__Written exercise__: Only those lines running from the line that contains "Pick out the carpet" through the end of the material are to be written out, each exactly as shown.

### Data for the task ###

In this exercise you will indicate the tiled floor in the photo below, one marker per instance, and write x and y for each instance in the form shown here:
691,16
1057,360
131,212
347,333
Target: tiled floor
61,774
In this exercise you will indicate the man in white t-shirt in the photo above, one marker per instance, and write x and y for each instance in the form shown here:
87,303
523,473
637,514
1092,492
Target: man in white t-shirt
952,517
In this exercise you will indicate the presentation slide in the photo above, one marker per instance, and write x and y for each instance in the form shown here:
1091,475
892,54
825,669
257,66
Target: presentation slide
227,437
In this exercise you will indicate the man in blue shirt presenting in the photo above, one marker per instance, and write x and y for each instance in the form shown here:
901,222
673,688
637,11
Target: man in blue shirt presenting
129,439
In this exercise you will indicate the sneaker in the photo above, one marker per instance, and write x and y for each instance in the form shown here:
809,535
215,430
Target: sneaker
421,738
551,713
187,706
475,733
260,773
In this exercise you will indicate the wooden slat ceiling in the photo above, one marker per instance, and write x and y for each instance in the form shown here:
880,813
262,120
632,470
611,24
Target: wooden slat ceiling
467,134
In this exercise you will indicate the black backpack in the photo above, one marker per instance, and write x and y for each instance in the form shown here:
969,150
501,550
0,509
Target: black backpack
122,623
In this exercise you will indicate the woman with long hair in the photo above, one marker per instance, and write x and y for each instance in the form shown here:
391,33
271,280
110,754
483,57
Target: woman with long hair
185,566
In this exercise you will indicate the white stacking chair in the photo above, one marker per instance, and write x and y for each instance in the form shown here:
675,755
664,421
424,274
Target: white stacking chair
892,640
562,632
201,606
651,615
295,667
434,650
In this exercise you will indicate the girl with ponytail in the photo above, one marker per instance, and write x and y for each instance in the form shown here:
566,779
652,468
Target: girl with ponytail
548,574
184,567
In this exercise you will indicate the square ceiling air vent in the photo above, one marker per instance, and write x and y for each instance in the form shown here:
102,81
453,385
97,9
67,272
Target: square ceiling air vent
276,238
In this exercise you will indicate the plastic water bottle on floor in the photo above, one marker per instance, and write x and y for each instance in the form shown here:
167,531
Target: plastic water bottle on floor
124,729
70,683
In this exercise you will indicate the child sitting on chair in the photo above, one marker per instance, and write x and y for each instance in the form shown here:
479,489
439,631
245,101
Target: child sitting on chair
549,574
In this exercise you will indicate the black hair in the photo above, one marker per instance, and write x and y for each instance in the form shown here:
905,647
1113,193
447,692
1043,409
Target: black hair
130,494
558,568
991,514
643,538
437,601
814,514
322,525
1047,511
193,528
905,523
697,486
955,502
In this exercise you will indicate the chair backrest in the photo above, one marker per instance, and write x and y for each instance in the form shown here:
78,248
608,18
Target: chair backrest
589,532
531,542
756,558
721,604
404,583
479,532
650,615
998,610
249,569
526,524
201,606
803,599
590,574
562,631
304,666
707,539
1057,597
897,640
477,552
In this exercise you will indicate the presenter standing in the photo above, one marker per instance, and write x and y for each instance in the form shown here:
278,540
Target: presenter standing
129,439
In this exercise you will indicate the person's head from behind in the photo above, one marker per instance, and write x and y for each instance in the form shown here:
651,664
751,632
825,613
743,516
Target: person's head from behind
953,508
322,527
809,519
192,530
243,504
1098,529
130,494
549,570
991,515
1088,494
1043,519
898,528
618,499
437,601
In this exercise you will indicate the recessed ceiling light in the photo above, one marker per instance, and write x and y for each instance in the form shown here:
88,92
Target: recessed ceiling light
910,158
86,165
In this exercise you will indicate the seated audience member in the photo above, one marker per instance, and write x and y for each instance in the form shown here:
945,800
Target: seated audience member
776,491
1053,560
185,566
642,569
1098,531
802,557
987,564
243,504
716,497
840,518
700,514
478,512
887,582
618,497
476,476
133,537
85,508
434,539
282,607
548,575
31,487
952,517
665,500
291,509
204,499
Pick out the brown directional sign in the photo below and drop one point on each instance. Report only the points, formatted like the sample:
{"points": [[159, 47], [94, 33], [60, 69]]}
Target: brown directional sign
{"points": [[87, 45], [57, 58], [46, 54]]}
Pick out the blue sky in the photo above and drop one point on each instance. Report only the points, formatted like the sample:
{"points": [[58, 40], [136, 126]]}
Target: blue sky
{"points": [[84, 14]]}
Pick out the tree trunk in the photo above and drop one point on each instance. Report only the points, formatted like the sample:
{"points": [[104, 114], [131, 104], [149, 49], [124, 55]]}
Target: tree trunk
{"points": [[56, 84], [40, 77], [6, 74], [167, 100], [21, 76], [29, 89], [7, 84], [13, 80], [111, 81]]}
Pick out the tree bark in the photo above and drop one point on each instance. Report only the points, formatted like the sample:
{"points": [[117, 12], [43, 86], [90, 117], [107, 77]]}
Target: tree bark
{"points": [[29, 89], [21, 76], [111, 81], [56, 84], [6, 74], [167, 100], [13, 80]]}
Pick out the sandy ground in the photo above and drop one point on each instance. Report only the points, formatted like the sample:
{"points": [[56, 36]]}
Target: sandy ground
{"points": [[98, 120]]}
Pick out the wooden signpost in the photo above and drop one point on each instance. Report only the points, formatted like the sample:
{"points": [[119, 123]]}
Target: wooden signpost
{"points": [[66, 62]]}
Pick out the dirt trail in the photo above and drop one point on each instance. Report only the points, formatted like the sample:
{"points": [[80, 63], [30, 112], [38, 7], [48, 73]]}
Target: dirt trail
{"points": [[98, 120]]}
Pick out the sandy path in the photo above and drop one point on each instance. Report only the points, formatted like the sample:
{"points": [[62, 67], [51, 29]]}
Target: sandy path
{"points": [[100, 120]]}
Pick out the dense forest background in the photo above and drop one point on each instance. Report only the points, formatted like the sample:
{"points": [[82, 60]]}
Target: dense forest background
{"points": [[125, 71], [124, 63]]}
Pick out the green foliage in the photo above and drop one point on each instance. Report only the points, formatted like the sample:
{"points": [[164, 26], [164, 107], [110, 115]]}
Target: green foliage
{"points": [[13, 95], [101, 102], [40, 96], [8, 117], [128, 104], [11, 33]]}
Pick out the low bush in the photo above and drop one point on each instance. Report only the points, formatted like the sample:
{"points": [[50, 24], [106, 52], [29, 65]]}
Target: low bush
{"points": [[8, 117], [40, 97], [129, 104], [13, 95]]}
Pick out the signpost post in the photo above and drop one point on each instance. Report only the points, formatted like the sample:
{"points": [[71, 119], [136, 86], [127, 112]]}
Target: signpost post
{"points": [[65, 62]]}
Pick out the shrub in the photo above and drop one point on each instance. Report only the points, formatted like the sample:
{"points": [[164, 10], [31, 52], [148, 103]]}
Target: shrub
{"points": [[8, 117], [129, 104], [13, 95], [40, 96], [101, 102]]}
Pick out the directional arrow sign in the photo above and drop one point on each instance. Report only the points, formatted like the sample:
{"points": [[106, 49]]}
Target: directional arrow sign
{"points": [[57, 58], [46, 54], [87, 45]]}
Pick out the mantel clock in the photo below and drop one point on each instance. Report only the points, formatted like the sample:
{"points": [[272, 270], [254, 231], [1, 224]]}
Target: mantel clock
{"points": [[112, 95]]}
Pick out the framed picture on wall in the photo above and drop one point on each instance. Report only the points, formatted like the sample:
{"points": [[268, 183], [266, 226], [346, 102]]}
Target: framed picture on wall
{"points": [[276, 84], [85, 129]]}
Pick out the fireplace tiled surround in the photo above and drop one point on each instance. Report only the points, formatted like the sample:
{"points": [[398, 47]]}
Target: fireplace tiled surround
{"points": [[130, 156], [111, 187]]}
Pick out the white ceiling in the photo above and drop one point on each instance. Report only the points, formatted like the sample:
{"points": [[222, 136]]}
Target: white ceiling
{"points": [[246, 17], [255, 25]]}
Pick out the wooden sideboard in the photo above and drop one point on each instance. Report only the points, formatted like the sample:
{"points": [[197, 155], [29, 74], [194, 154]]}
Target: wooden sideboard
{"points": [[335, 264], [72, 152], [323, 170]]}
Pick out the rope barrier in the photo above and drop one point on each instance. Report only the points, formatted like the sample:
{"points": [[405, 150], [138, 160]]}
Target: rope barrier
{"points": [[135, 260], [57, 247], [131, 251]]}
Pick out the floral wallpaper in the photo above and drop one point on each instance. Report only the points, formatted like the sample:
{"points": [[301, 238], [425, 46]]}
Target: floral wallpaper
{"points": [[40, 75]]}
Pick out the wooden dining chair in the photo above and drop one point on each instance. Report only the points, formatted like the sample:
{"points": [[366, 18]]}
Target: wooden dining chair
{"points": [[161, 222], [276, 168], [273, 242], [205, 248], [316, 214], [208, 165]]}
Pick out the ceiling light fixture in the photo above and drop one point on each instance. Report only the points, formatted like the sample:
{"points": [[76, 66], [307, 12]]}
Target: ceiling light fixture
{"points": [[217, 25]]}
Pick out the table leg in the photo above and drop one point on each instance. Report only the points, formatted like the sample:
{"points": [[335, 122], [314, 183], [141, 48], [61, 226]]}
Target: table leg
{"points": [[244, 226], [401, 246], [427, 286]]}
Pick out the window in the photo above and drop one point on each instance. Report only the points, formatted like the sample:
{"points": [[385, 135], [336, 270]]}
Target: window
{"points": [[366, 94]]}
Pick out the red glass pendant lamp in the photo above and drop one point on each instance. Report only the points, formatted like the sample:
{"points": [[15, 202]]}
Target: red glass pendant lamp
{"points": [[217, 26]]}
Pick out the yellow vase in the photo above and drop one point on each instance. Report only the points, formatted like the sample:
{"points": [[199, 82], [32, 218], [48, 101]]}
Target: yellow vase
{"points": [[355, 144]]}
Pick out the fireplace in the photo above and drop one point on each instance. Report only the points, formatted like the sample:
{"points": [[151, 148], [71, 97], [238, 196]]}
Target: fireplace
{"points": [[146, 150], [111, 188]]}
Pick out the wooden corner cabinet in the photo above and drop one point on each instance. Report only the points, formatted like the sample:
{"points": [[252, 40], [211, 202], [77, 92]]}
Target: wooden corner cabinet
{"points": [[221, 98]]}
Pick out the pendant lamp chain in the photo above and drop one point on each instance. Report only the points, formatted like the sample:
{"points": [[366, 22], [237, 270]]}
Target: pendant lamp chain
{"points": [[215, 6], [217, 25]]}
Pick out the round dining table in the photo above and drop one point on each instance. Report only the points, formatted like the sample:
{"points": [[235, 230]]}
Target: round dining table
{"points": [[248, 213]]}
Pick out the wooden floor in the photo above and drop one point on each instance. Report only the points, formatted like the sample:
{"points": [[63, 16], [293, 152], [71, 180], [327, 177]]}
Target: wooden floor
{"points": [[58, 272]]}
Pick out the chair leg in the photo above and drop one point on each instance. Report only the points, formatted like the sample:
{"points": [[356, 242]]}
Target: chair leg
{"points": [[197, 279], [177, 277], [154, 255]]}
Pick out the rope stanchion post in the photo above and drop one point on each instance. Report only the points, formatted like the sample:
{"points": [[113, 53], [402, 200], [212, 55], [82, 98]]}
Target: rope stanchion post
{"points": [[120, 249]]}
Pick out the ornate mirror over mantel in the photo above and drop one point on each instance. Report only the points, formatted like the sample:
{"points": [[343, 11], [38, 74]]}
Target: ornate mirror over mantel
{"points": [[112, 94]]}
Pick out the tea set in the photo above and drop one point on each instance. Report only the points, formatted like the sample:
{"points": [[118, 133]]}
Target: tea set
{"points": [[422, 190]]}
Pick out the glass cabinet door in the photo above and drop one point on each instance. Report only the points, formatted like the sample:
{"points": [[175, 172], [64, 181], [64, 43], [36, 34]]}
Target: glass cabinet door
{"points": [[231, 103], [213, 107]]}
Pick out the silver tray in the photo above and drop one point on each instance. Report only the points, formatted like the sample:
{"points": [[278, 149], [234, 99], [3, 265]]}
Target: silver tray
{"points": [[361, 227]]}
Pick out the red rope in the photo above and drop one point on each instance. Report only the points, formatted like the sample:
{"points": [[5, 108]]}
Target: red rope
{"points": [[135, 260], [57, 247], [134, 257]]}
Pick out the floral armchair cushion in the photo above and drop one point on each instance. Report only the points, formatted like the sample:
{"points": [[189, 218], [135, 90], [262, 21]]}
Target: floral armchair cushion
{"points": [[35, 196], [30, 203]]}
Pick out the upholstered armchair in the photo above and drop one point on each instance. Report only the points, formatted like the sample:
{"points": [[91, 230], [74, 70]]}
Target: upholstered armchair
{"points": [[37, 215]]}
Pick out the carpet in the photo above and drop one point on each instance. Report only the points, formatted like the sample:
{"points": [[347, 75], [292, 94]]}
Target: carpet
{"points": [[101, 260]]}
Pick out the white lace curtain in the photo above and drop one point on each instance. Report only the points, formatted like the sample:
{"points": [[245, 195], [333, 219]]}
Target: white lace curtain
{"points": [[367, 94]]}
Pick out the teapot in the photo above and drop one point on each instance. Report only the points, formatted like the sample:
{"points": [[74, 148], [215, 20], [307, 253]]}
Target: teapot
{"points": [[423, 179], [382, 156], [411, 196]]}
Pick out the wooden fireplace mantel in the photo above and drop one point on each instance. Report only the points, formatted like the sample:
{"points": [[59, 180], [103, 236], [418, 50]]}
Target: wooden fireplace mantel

###

__Result of the task__:
Pick out the carpet in the photo above and drop one point on each instance. Report only the points, formatted like the sample:
{"points": [[347, 75], [292, 94]]}
Target: carpet
{"points": [[101, 260]]}
Pick out the white lace curtain in the photo above and drop one point on each instance. Report only the points, formatted like the sample:
{"points": [[245, 195], [333, 219]]}
Target: white lace curtain
{"points": [[367, 94]]}
Pick out the teapot in the photo above and drop one point on each instance. Report only the points, formatted like the sample:
{"points": [[74, 148], [215, 20], [307, 253]]}
Target: teapot
{"points": [[423, 179], [382, 156], [411, 196]]}
Pick out the wooden fireplace mantel in the photo above and drop one point on each instance. Report only the points, formatted like the sample:
{"points": [[59, 180], [103, 236], [418, 50]]}
Target: wooden fireplace mantel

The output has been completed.